WRITTEN REQUEST: Print each line of the data verbatim.

Entries on locating named things
....
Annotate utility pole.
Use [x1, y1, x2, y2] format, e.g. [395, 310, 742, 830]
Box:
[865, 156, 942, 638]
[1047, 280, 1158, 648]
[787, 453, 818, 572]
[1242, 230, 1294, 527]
....
RESULT OF THIS TASK:
Annotate utility pole.
Use [x1, y1, x2, y2] format, e.g. [395, 310, 742, 830]
Box:
[865, 156, 942, 638]
[1047, 280, 1158, 648]
[787, 453, 818, 572]
[1242, 230, 1294, 527]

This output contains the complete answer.